• _How to complete this task_: Find the lines of the records in which the word "panel" appears and report how many there are, as a number alone.

(Records from a data collection)
>>
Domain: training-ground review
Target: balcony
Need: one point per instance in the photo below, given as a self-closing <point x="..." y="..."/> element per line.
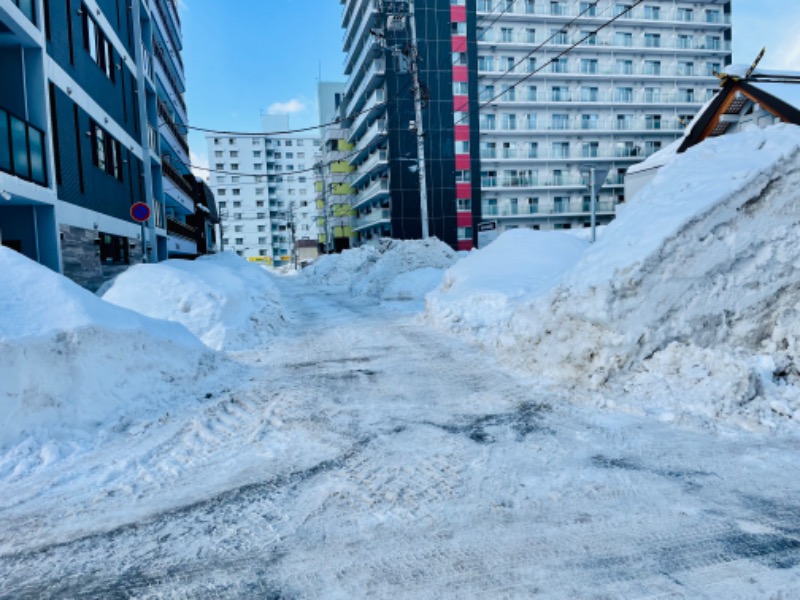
<point x="22" y="149"/>
<point x="181" y="229"/>
<point x="167" y="119"/>
<point x="377" y="190"/>
<point x="28" y="8"/>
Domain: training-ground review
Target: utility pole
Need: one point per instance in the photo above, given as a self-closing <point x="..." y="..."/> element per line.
<point x="423" y="184"/>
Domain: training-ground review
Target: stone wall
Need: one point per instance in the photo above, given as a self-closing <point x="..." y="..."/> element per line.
<point x="80" y="252"/>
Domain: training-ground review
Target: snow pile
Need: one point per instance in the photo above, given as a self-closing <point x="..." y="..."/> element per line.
<point x="480" y="293"/>
<point x="71" y="360"/>
<point x="689" y="301"/>
<point x="225" y="301"/>
<point x="392" y="270"/>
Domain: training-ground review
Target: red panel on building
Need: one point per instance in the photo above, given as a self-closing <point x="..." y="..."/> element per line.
<point x="464" y="219"/>
<point x="459" y="43"/>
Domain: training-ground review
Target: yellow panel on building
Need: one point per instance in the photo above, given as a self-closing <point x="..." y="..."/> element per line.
<point x="342" y="210"/>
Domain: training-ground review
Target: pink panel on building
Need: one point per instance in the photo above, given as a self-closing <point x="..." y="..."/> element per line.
<point x="464" y="190"/>
<point x="460" y="73"/>
<point x="459" y="43"/>
<point x="464" y="219"/>
<point x="458" y="14"/>
<point x="465" y="244"/>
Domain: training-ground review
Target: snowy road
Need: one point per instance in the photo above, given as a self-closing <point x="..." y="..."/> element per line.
<point x="362" y="455"/>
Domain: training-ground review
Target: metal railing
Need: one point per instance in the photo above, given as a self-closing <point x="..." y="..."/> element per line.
<point x="22" y="149"/>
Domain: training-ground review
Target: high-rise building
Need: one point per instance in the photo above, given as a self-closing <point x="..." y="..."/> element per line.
<point x="332" y="186"/>
<point x="87" y="119"/>
<point x="264" y="185"/>
<point x="519" y="98"/>
<point x="547" y="110"/>
<point x="379" y="98"/>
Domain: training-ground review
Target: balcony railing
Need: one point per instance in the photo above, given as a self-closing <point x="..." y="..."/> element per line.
<point x="28" y="8"/>
<point x="166" y="117"/>
<point x="177" y="179"/>
<point x="22" y="149"/>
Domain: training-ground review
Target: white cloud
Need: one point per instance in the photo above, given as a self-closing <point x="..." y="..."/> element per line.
<point x="287" y="108"/>
<point x="201" y="161"/>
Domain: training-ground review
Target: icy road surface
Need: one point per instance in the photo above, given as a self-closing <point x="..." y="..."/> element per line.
<point x="362" y="455"/>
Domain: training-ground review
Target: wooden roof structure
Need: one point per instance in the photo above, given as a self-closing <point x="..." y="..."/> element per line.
<point x="738" y="97"/>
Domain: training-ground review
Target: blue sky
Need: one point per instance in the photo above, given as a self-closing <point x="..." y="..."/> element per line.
<point x="257" y="55"/>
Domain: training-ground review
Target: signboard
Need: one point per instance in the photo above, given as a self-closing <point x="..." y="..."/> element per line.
<point x="140" y="212"/>
<point x="487" y="233"/>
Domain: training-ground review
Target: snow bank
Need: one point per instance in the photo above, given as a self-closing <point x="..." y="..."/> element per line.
<point x="690" y="298"/>
<point x="479" y="294"/>
<point x="71" y="360"/>
<point x="393" y="269"/>
<point x="225" y="301"/>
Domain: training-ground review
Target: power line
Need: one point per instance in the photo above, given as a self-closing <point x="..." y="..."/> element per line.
<point x="548" y="40"/>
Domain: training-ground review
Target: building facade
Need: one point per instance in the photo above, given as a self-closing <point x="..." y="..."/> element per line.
<point x="83" y="126"/>
<point x="520" y="97"/>
<point x="618" y="96"/>
<point x="379" y="104"/>
<point x="264" y="185"/>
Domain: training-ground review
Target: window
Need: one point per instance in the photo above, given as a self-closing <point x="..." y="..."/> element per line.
<point x="113" y="250"/>
<point x="589" y="65"/>
<point x="652" y="67"/>
<point x="622" y="38"/>
<point x="106" y="152"/>
<point x="652" y="40"/>
<point x="97" y="45"/>
<point x="652" y="12"/>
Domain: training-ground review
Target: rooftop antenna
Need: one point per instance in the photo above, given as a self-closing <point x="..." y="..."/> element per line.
<point x="755" y="63"/>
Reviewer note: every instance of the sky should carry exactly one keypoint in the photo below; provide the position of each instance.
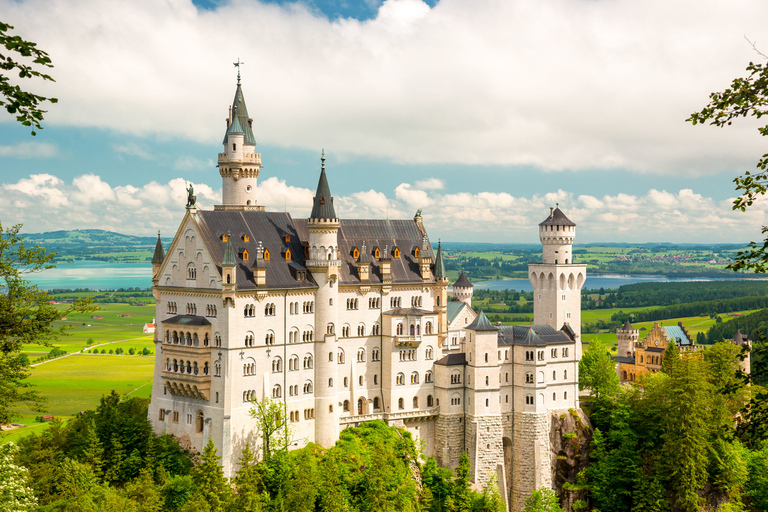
<<
• _Result for this exercise_: 3